Quoted text
========
Lawrence, a native of Nashville, Tenn., graduated in 1951 from the Naval Academy. He became a combat pilot and was the first Navy aviator to fly at twice the speed of sound. He almost became an astronaut — Perot said a minor condition kept him from those ranks — and then flew in Vietnam where he was shot down on June 28, 1967 after completing a mission.

In a POW camp, Lawrence battled his captors for better conditions and worked to keep up the morale of his fellow prisoners with the command ‘‘never give in’’, Perot said. To keep his own spirits up, Lawrence wrote a poem ‘‘Oh Tennessee, My Tennessee,’’ that became that state’s official poem after his release in 1973.

The motto of the new warship is ‘‘Never Give In.’’

Lawrence continued with a military and career that include a Pacific fleet command and superintendent of Annapolis. One of his two daughters, now-retired Navy Capt. Wendy Lawrence, flew on four space shuttle missions as an astronaut.

‘‘That’s pretty good for a guy who was in hell for all those years,’’ said Perot, who worked during the Vietnam War to obtain better treatment for U.S. prisoners.
========
Given data

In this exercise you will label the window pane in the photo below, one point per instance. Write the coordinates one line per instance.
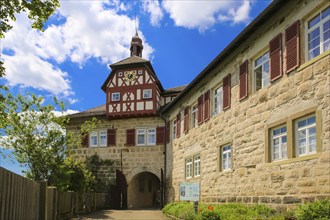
(326, 12)
(314, 21)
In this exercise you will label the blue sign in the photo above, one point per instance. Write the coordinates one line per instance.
(189, 191)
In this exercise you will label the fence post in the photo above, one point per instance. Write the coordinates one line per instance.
(42, 200)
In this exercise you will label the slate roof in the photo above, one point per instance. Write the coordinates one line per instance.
(174, 89)
(97, 111)
(130, 60)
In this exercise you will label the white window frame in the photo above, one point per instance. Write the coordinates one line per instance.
(194, 116)
(188, 168)
(151, 132)
(265, 76)
(197, 165)
(115, 96)
(307, 128)
(96, 135)
(147, 93)
(141, 132)
(321, 36)
(226, 163)
(104, 134)
(217, 100)
(282, 147)
(173, 129)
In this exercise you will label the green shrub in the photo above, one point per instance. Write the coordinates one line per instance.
(316, 210)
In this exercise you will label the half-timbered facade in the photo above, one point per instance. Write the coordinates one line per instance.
(131, 131)
(252, 127)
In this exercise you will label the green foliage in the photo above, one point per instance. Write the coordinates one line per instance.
(316, 210)
(185, 210)
(40, 142)
(38, 11)
(98, 168)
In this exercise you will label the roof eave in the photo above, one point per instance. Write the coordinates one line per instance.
(272, 8)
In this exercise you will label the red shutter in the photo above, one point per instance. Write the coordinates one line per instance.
(243, 80)
(200, 109)
(130, 137)
(168, 125)
(178, 125)
(186, 119)
(84, 141)
(111, 137)
(206, 105)
(292, 46)
(160, 135)
(226, 91)
(275, 54)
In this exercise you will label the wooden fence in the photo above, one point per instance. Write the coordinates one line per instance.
(21, 198)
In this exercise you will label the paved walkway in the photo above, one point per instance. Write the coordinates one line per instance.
(124, 215)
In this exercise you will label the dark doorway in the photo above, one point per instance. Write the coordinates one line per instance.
(144, 191)
(118, 192)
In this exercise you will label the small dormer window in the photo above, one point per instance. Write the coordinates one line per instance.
(147, 94)
(115, 97)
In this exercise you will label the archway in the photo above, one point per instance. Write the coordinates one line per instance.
(144, 191)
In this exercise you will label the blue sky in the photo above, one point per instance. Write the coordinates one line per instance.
(70, 58)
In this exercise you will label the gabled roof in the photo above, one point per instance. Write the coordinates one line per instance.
(263, 17)
(130, 60)
(174, 89)
(97, 111)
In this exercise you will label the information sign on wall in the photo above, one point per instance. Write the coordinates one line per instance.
(189, 191)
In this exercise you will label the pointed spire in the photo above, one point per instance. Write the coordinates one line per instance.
(136, 43)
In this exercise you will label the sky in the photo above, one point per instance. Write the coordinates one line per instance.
(70, 58)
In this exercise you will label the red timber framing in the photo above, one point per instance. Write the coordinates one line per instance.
(130, 137)
(131, 102)
(206, 105)
(186, 119)
(226, 92)
(275, 54)
(178, 124)
(111, 137)
(292, 46)
(243, 80)
(160, 135)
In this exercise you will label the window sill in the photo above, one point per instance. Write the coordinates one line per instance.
(312, 61)
(293, 160)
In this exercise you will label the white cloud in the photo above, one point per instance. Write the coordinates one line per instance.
(154, 9)
(241, 14)
(202, 15)
(85, 29)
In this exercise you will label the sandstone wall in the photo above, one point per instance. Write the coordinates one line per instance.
(253, 178)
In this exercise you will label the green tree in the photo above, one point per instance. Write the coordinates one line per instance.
(39, 141)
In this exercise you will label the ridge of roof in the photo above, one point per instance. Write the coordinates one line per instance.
(175, 89)
(99, 110)
(272, 8)
(130, 60)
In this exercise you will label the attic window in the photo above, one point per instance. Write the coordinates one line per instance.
(115, 97)
(147, 94)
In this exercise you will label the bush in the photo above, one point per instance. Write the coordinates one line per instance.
(316, 210)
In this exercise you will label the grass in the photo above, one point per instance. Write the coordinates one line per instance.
(233, 211)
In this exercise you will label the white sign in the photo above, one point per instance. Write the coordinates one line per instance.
(189, 191)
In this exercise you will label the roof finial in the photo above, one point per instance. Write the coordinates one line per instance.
(136, 33)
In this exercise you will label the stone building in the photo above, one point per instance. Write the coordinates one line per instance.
(252, 127)
(131, 131)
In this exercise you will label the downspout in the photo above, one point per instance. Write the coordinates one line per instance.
(164, 152)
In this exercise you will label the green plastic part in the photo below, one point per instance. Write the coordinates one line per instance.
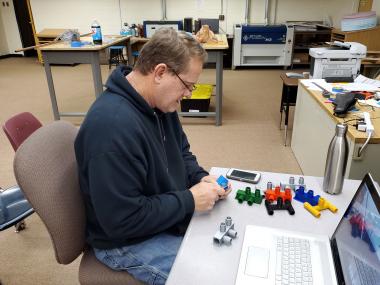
========
Task requirements
Write the next part of the article about Lawrence, picking up after its final sentence. These items have nothing to do with the article about Lawrence.

Task output
Rear Adm. William E. Landay III called Lawrence ‘‘a man of uncommon valor and decency.’’

‘‘By naming this ship in honor of William P. Lawrence, we are reminded that freedom is not free,’’ Landay said. ‘‘It comes at a terrible price.’’

Lawrence’s widow and the ship’s sponsor, Diane Wilcox Lawrence, of Annapolis, Md., called her husband ‘‘a very modest and humble man.’’

‘‘If he were here now, he’d ask what all the fuss was about,’’ she said.

After the christening, Lawrence’s radar interceptor on the F-4B Phantom that took both into the hands of the North Vietnamese, agreed.

‘‘He had no airs,’’ James William Bailey, 67, of Anderson, S.C. ‘‘He was represented and beloved by all the men.’’

Diane Lawrence and Lawrence’s daughters, Wendy Lawrence and Dr. Laurie Macpherson Lawrence, broke three bottles of champagne on the ship’s bow to officially give it its name. It officially will become the USS William P. Lawrence after it is turned over to the Navy late this year.

The 9,200-ton destroyer is 509 feet in length and will have a crew of 276.